* [WHAT TO DO] Extend the graduate degree requirements text beyond its last note, the one waiving the MGMT 501 prerequisite.

* [SELECTED EXTRACT]
==================================================

Graduate Core A total of 6 units from pre-approved courses

Units are shown in parentheses. No more than 6 units from CENG 293, 295, and 297 may be used to satisfy degree requirements. Taking Required Technical Course(s) that repeat previously taken course(s) is discouraged; in such cases, Elective Technical course(s) may be substituted. Program plans may deviate from these requirements with Department approval.

* Replace with CENG 246 if a timber design course was taken previously.
^ May simultaneously satisfy a Graduate Core requirement, thereby allowing additional Elective Technical units to be taken.
° The MGMT 501 prerequisite is waived for students in the Construction Management track.

==================================================

[Stored data entries]
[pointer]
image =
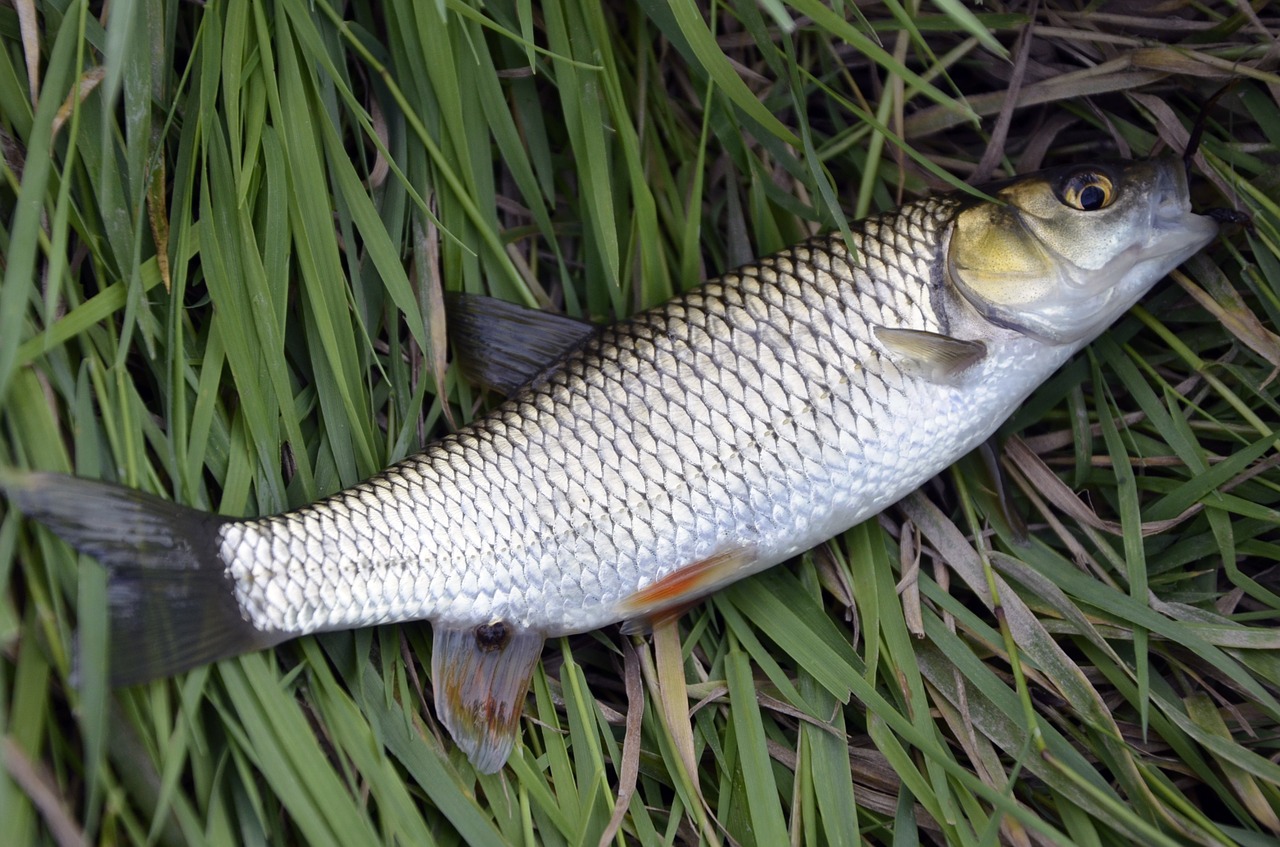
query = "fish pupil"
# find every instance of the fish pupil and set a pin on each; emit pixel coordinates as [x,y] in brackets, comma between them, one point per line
[1092,198]
[492,636]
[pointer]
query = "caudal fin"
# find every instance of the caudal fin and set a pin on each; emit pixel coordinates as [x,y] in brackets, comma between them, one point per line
[172,601]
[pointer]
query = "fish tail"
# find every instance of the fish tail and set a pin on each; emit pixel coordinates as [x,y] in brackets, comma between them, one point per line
[170,598]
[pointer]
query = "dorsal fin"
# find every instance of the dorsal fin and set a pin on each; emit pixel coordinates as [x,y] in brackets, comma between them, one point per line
[503,346]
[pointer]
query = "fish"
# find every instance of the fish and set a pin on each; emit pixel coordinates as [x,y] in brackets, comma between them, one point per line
[661,458]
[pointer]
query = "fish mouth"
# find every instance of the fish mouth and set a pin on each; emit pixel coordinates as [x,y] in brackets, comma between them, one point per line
[1171,201]
[1171,206]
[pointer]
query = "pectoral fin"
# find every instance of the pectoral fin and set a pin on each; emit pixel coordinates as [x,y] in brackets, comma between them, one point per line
[480,677]
[671,595]
[935,357]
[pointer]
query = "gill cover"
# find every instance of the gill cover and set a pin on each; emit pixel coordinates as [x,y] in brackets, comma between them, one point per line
[1068,250]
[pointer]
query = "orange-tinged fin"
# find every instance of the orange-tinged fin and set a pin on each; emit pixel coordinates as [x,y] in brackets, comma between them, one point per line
[671,595]
[480,677]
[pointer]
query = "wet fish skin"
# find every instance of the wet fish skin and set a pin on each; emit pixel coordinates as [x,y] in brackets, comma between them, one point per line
[679,451]
[671,436]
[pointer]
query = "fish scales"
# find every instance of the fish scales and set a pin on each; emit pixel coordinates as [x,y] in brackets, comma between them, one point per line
[731,415]
[673,453]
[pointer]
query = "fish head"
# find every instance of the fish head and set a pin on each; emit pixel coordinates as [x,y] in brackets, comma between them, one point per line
[1066,251]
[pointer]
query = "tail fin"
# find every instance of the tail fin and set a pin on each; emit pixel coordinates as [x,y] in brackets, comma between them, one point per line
[172,600]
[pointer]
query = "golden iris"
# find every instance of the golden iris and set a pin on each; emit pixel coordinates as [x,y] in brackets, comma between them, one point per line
[1087,191]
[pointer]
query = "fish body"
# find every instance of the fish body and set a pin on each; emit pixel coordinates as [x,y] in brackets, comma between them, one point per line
[685,448]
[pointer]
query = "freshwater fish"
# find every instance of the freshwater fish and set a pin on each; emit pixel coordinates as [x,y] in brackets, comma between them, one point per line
[689,447]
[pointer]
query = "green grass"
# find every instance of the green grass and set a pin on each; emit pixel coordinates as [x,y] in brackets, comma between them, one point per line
[224,285]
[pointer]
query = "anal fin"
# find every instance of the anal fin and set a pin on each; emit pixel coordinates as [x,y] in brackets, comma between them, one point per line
[671,595]
[932,356]
[481,676]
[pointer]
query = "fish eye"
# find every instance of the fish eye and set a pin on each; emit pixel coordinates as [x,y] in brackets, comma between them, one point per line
[1087,191]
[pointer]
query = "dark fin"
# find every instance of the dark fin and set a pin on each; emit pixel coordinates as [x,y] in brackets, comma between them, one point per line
[481,676]
[504,346]
[172,604]
[675,593]
[929,355]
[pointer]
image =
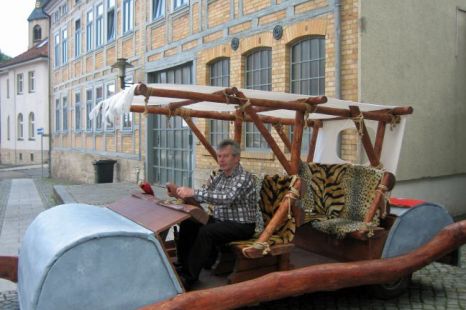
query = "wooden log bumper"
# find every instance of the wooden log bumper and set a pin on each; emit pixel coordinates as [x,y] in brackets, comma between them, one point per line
[9,268]
[324,277]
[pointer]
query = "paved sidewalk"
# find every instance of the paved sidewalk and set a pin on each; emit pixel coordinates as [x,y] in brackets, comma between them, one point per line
[22,206]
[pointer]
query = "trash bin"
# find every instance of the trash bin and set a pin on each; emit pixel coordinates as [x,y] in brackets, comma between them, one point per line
[104,170]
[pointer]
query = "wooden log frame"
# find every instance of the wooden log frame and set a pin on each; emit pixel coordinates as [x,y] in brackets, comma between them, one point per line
[358,119]
[319,277]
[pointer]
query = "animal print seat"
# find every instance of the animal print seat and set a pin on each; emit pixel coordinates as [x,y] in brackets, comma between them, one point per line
[337,197]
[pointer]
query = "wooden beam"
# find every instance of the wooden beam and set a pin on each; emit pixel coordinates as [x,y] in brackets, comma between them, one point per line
[9,268]
[201,137]
[366,140]
[238,125]
[379,138]
[279,129]
[313,142]
[297,140]
[320,277]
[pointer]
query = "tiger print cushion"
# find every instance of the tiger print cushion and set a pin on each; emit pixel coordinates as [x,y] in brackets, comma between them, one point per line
[340,196]
[273,190]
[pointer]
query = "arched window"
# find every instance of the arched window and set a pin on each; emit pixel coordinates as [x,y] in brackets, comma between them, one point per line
[308,67]
[20,126]
[37,33]
[31,126]
[219,76]
[258,76]
[8,128]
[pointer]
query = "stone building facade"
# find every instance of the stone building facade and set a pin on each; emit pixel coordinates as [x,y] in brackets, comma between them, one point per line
[221,42]
[24,98]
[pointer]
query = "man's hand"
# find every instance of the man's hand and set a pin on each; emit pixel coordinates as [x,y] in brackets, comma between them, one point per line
[184,192]
[171,190]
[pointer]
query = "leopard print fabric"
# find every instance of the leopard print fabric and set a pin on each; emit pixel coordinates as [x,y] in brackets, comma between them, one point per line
[340,196]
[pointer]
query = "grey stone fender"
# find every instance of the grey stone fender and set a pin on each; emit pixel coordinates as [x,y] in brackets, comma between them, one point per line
[78,256]
[414,227]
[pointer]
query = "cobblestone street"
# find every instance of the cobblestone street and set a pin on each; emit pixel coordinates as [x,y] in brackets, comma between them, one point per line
[436,286]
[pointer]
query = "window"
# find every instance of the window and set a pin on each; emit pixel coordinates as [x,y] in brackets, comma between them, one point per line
[36,33]
[89,106]
[89,20]
[219,76]
[8,128]
[57,50]
[308,67]
[77,111]
[128,15]
[258,76]
[110,20]
[31,81]
[64,44]
[109,91]
[99,25]
[98,98]
[179,3]
[77,38]
[31,126]
[65,113]
[20,126]
[57,115]
[158,8]
[19,83]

==================================================

* [WRITTEN RESPONSE]
Upon the approval of the student’s advisor, alternative elective courses may be taken. Courses used to satisfy the 45-unit minimum total for the Master of Science in Civil Engineering degree cannot be used to satisfy any previous undergraduate degree program requirement. This includes cross-listed undergraduate courses at Santa Clara University and/or their equivalent courses at other institutions. Where required courses in the SCU graduate civil engineering programs have been completed prior to graduate-level matriculation at SCU, additional elective courses may be required to satisfy the minimum unit total requirement as necessary.


The Civil Engineering Laboratories contain equipment and facilities to support research and teaching in materials engineering, structural engineering, stress analysis, soil mechanics, geology, transportation engineering and surveying, environmental quality, and hydraulics.

The Simulation and Design Laboratory maintains Windows-based personal computers that are used extensively in course assignments, design projects and research. Commercial software packages in all the major areas of civil engineering are available on the systems, with full documentation available to students.

The Concrete Testing Laboratory contains facilities for mixing, casting, curing, and testing concrete cylinders and constructing reinforced concrete test specimens.

The Environmental Laboratory is equipped with the instrumentation needed for basic chemical and biological characterization of water, wastewater, and air samples. Several pilot-scale treatment systems are also available.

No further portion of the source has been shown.